SHORT TASK 1 |
List every abbreviation that appears in parentheses in the energy passage, each with the full name it stands for.
SHORT TASK 2 |
Copy out the records word for word, beginning at their first line and stopping after the line that contains "316, 168, 336, 194". Leave the pictures out.

SELECTION |
Low Wattage lightbulb

Energy has been at the forefront of thinking for many organisations over recent times and is set to stay there for the foreseeable future. Up until this year, for most typical ‘non energy intensive’ organisations, energy accounts for less the 1% of their total operational costs, so why all the fuss?

Climate change is of course a major driver and the need to reduce carbon dioxide and other emissions into the atmosphere. Successive global and national initiatives have looked to apply targets with a view to adjusting commercial and domestic behaviour or infrastructure to meet these aims.

In the UK, the last three years has seen revisions of Building Regulations and a series of new requirements come into force, including Energy Performance Certificates (EPC), Display Energy Certificates (DECs), the Carbon Reduction Commitment Energy Efficiency Scheme (CRC) and potentially mandatory greenhouse gas (GHG) emission reporting, to highlight but four of the three letter acronyms in place!

Box annotation data rows

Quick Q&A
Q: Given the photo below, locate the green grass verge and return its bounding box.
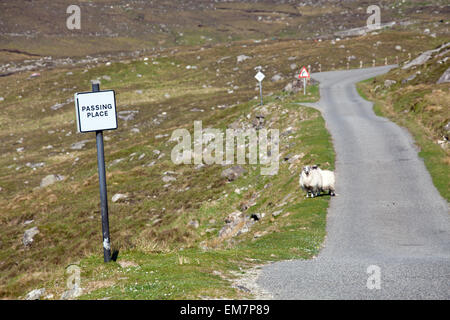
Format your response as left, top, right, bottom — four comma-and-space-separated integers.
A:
357, 78, 450, 201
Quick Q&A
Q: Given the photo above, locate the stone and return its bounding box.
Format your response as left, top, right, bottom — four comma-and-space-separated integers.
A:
384, 79, 397, 88
162, 176, 177, 183
272, 210, 283, 217
22, 227, 39, 247
111, 193, 128, 203
117, 110, 139, 121
436, 68, 450, 84
70, 140, 90, 150
188, 220, 200, 229
61, 285, 83, 300
271, 74, 283, 82
40, 174, 65, 188
25, 288, 45, 300
236, 54, 251, 63
402, 74, 417, 84
117, 260, 138, 268
219, 211, 255, 240
442, 122, 450, 132
221, 166, 246, 181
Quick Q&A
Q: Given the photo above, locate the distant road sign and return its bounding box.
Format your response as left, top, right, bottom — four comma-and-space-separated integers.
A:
298, 67, 310, 79
75, 90, 117, 132
255, 71, 266, 82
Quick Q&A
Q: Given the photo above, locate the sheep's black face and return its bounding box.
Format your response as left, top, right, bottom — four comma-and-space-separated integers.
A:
303, 166, 311, 176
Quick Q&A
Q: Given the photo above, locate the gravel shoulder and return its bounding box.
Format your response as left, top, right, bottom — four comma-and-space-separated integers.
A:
258, 66, 450, 299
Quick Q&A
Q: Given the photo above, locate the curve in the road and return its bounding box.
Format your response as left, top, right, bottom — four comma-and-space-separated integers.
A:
258, 66, 450, 299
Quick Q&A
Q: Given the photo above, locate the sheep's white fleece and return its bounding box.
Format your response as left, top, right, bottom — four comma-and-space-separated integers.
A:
299, 170, 322, 197
316, 168, 336, 194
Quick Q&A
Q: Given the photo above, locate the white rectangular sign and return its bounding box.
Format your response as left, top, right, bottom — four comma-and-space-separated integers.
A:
75, 90, 117, 132
255, 71, 266, 82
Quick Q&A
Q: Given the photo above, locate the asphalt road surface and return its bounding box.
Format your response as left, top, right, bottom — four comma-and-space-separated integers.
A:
258, 67, 450, 299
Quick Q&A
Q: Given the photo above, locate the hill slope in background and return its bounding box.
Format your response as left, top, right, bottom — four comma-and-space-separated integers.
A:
0, 0, 450, 299
0, 0, 450, 62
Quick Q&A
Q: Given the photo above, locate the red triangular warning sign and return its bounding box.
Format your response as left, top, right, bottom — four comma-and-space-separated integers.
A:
298, 67, 310, 79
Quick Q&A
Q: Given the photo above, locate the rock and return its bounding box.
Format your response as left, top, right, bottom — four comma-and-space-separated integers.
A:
272, 210, 283, 217
25, 162, 45, 169
384, 79, 397, 88
283, 82, 293, 92
188, 220, 200, 229
25, 288, 45, 300
436, 68, 450, 84
162, 176, 177, 183
221, 166, 246, 181
40, 174, 65, 188
442, 122, 450, 132
402, 42, 450, 70
70, 140, 90, 150
111, 193, 128, 203
219, 211, 255, 240
237, 54, 251, 63
61, 285, 83, 300
22, 227, 39, 247
253, 231, 268, 239
271, 74, 283, 82
402, 74, 417, 84
117, 260, 138, 268
117, 110, 139, 121
108, 158, 125, 167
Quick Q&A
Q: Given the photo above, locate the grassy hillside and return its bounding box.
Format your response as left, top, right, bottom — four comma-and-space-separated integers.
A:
359, 44, 450, 200
0, 0, 450, 63
0, 0, 448, 299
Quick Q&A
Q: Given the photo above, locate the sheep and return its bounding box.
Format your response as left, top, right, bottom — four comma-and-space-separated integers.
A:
299, 166, 322, 198
313, 166, 336, 197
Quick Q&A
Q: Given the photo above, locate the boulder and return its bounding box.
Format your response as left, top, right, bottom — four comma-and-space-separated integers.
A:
61, 285, 83, 300
25, 288, 45, 300
221, 166, 246, 181
437, 68, 450, 84
272, 73, 283, 82
384, 79, 397, 88
219, 211, 255, 240
111, 193, 128, 203
22, 227, 39, 247
236, 54, 251, 63
40, 174, 65, 188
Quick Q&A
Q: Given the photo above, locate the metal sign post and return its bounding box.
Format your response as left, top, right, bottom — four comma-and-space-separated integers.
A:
75, 83, 117, 262
92, 83, 111, 262
255, 71, 266, 105
298, 67, 310, 96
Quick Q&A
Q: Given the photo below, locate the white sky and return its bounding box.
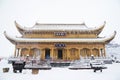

EXPECTED ANSWER 1 |
EPC: Energy Performance Certificates
DECs: Display Energy Certificates
CRC: Carbon Reduction Commitment Energy Efficiency Scheme
GHG: greenhouse gas

EXPECTED ANSWER 2 |
Quick Q&A
Q: Given the photo below, locate the green grass verge and return its bounding box.
Format your response as left, top, right, bottom — four comma-and-space-separated integers.
A:
357, 78, 450, 201
Quick Q&A
Q: Given the photo above, locate the stone and return its bounding box.
Format your response as left, top, right, bottom — four comma-and-space-separated integers.
A:
384, 79, 397, 88
162, 176, 177, 183
272, 210, 283, 217
22, 227, 39, 247
111, 193, 128, 203
117, 110, 139, 121
436, 68, 450, 84
70, 140, 90, 150
188, 220, 200, 229
61, 285, 83, 300
271, 74, 283, 82
40, 174, 65, 188
25, 288, 45, 300
236, 54, 251, 63
402, 74, 417, 84
117, 260, 138, 268
219, 211, 255, 240
442, 122, 450, 132
221, 166, 246, 181
Quick Q&A
Q: Given the photo above, locate the distant road sign and return its bounding box.
Format your response as left, top, right, bottom — four comma-and-space-separated integers.
A:
298, 67, 310, 79
75, 90, 117, 132
255, 71, 266, 82
Quick Q&A
Q: Given the photo above, locate the sheep's black face and return its bounding box.
Format your response as left, top, right, bottom — four comma-and-space-separated integers.
A:
303, 166, 311, 176
Quick Q&A
Q: Given the photo above, locate the gravel shoulder and return its bounding box.
Format your response as left, top, right, bottom — four comma-and-space-separated integers.
A:
258, 66, 450, 299
Quick Q&A
Q: Given the photo above, locate the curve in the road and return its bounding box.
Format your response as left, top, right, bottom — four comma-and-space-separated integers.
A:
258, 66, 450, 299
Quick Q&A
Q: Given the photo above, locate the sheep's white fleece and return its bounding box.
Format your response as left, top, right, bottom — four comma-and-space-separated integers.
A:
299, 170, 322, 197
316, 168, 336, 194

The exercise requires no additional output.